Extract:
○ ○ ○
Jim Alkhalili

Book review: ‘The Joy of Science’ by Jim Al-Khalili

Image credit: Nick Smith

The life-affirming result of time spent in lockdown reflecting on why science matters so much.

“When you haven’t been properly introduced to a subject, it can seem downright forbidding,” says Jim Al-Khalili in the preface to his slender volume that sets out to explain to those who haven’t yet read the memo just why science is not only crucial but one of life’s great pleasures.

While the poet Keats thought that Newton had destroyed the rainbow by explaining how prisms work, the theoretical physicist Al-Khalili goes into raptures about refraction. And it’s a good place to start a primer on how to think scientifically – plenty of other writers have started here too – because, if nothing else, rainbows aren’t forbidding.

Although entitled ‘The Joy of Science’ (Princeton University Press, £12.99, ISBN 9780691211572), this book might just as easily have been called the gentle philosophy of our scientific method. This is because, in his communication of why he rates the discipline so highly as a way of understanding the world, Al-Khalili is also fulfilling a self-appointed duty to explain why it is important. The product of a time of reflection during the Covid-19 lockdowns, his new book starts from the position that “the fate of humanity lies not so much in the hands of politicians, economists or religious leaders, but in the knowledge that we gain about the world through science.”

This he contends has never been more true, as we face the 21st century challenges of pandemics, climate change, and global poverty. Meanwhile, we continue to develop “wondrous technologies” that will help us to explore both space and artificial intelligence. The full benefit of humanity’s relationship with science, says Al-Khalili, can only be realised if politicians “pull back from the all-too-prevalent current attitudes of isolationism and nationalism.”
○ ○ ○
Task instructions: Carry on the book review of "The Joy of Science" from its last paragraph.
○ ○ ○
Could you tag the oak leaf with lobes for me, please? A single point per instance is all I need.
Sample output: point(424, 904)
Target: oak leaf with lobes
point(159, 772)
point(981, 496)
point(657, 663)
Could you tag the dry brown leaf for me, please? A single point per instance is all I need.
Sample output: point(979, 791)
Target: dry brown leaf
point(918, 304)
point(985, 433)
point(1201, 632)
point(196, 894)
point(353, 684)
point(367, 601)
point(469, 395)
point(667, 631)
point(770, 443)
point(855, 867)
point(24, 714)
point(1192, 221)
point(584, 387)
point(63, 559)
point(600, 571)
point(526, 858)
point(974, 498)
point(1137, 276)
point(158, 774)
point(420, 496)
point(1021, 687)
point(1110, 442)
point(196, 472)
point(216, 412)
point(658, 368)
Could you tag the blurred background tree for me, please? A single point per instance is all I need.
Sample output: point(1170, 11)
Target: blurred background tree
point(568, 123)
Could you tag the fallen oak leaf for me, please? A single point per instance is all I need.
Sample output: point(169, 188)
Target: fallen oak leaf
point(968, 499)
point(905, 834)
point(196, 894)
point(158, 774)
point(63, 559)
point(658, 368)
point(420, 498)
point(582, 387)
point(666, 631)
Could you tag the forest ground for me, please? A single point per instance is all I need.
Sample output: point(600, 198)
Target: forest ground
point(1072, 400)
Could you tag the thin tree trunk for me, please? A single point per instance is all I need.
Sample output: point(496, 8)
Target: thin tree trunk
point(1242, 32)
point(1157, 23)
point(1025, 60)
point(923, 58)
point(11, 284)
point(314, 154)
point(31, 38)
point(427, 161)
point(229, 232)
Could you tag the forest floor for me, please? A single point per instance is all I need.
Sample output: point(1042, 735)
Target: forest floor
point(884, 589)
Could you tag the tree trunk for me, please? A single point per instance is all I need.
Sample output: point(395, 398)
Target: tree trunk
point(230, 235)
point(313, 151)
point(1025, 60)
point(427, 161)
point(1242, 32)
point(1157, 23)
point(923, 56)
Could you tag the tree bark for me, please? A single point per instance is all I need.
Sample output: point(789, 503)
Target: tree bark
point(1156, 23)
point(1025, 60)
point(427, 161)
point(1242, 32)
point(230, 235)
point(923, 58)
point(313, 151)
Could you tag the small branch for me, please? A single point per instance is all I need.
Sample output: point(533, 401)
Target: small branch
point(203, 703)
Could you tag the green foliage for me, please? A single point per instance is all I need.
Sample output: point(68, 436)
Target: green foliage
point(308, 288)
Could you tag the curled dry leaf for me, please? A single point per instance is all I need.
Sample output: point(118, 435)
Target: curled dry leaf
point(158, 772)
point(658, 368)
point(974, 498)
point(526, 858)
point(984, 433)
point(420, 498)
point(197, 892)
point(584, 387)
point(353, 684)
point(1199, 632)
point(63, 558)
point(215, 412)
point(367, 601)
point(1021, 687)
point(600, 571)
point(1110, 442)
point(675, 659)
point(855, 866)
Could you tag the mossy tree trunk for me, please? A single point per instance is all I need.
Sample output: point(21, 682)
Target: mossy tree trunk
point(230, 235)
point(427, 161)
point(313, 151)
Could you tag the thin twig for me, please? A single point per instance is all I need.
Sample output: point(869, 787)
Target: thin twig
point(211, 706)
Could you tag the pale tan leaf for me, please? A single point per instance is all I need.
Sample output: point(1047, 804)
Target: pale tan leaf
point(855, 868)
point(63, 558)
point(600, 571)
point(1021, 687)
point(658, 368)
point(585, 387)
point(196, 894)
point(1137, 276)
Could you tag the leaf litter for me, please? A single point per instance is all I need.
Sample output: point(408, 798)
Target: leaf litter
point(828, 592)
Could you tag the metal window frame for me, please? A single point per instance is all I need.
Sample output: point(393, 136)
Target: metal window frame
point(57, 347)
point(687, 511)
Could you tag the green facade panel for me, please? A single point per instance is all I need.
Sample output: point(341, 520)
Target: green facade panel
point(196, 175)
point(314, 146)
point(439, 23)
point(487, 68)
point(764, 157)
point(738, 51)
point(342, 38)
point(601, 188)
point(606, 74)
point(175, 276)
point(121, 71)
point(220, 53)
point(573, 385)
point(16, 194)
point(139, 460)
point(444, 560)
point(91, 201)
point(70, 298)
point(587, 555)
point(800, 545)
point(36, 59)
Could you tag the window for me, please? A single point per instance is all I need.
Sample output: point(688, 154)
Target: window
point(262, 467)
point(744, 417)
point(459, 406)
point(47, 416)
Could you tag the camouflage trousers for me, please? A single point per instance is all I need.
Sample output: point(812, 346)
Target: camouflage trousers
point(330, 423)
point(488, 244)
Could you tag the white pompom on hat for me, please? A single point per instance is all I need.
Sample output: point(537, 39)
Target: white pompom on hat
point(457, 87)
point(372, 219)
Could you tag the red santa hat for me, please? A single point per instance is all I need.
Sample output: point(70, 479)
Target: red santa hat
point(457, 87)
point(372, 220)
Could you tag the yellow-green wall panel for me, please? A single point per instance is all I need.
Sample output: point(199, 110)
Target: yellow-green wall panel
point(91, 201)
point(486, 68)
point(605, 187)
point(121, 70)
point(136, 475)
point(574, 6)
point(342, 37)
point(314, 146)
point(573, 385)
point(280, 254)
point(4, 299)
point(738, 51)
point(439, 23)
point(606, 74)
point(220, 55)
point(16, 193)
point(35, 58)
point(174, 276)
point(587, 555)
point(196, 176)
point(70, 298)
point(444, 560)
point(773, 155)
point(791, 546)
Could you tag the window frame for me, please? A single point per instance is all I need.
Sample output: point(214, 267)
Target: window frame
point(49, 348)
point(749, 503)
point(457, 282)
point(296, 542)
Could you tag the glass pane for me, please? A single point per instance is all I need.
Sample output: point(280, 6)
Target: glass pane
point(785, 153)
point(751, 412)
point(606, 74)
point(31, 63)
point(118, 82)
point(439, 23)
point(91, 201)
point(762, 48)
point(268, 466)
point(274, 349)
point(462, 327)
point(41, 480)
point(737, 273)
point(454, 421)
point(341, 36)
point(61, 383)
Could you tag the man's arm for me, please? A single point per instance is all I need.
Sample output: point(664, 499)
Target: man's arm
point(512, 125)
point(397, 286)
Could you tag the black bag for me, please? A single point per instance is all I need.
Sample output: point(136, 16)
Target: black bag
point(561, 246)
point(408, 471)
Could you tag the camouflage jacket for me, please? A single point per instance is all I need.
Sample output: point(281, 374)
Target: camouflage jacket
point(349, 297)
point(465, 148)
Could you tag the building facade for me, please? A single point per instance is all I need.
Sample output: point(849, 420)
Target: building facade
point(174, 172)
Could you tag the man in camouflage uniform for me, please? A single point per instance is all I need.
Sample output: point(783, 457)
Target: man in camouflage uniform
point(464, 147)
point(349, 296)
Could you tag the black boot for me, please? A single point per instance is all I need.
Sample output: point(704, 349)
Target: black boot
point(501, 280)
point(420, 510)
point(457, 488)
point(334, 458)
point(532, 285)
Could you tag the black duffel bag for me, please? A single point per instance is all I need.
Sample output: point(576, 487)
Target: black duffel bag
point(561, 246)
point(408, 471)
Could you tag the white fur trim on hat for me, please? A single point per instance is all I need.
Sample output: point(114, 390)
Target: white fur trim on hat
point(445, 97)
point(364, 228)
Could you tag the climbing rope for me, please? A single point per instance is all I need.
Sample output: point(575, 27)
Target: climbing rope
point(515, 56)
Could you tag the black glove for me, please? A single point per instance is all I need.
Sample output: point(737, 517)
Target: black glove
○ ○ ○
Reply to the task:
To live in a better world – one informed by rationalism, opportunity, and discovery – we all need to think more like scientists, and we’d all be a lot happier if we did, says Al-Khalili. While mysteries are to be embraced, they are also there to be solved. If you don’t understand something, it doesn’t follow that you never will. You won’t reach a clearer understanding of what’s going on by valuing opinion over evidence. You need to recognise your own bias before judging other outlooks, while not being afraid to change your mind. These are the central tenets and philosophies of science, as well as the author. These issues are also the core subjects of the suite of essays that make up ‘The Joy of Science’.

There are four reasons for thinking scientifically, says Al-Khalili. The first is that the scientific method is a reliable way of looking at the world. Second is that there are plenty of reasons to support the notion that it works. Third – essentially the theme of the book – is that it benefits everybody in their everyday lives. Finally, like the rainbow, it is incomplete and yet enriches us. Life-affirming, thoughtful, and highly readable.